EXERCISE PROMPT -
Write down every entry below once more, exactly.

RECORD EXCERPTS -

___

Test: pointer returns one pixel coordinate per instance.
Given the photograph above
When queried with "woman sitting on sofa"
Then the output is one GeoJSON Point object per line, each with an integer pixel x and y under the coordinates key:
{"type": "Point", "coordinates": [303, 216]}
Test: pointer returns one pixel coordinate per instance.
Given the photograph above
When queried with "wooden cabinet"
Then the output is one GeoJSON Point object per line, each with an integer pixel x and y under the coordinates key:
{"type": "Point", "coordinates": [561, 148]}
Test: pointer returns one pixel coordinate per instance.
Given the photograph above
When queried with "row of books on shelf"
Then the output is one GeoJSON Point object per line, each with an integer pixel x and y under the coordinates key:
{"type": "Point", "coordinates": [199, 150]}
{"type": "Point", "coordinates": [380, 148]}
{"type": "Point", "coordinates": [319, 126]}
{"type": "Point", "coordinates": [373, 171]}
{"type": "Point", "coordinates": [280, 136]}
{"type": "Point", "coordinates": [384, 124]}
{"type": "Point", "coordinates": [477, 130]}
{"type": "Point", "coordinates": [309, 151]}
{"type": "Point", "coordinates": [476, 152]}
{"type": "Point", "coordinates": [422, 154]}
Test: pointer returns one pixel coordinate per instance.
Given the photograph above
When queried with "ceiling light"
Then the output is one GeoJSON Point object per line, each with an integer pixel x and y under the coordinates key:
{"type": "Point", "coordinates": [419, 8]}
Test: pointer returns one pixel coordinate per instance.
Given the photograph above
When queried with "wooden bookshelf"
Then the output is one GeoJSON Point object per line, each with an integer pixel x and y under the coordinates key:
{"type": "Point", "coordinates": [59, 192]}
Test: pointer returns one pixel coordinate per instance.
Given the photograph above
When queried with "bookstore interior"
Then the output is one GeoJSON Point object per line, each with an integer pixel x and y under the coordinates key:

___

EXERCISE RESPONSE -
Test: pointer returns one pixel coordinate per instance.
Given the photograph above
When queried with "woman sitting on sofa"
Then the output is one GeoJSON Point object per line, each with an integer pixel x and y under the coordinates key:
{"type": "Point", "coordinates": [303, 216]}
Test: pointer returns one pixel coordinate per instance.
Given the photograph above
When queried with "wooden cabinet"
Then the output is one GeoJSON Point object per line, each with an integer pixel x and y under the coordinates key:
{"type": "Point", "coordinates": [561, 148]}
Test: pointer returns one pixel coordinate per instance.
Given the photograph above
When queried with "row of books on shelf"
Then the output is one GeoJSON Point object per line, each with an integer pixel x and y under the coordinates key:
{"type": "Point", "coordinates": [199, 150]}
{"type": "Point", "coordinates": [380, 148]}
{"type": "Point", "coordinates": [319, 126]}
{"type": "Point", "coordinates": [373, 171]}
{"type": "Point", "coordinates": [280, 136]}
{"type": "Point", "coordinates": [384, 124]}
{"type": "Point", "coordinates": [477, 130]}
{"type": "Point", "coordinates": [309, 151]}
{"type": "Point", "coordinates": [476, 152]}
{"type": "Point", "coordinates": [422, 154]}
Test: pointer returns one pixel coordinate per instance.
Given the photograph above
When queried with "ceiling light"
Then the output is one GeoJSON Point object per line, each with an integer pixel x and y under the coordinates key:
{"type": "Point", "coordinates": [419, 8]}
Test: pointer returns one pixel coordinate per instance.
Given the photograph above
When queried with "wooden bookshelf"
Then the output is one GeoJSON Point object per line, each with an integer pixel x and y under the coordinates key:
{"type": "Point", "coordinates": [59, 192]}
Test: pointer returns one pixel coordinate per instance.
Given the photograph above
When queried with "bookstore interior"
Then the output is one GeoJSON Point object per line, each with an integer pixel x and y under the coordinates key:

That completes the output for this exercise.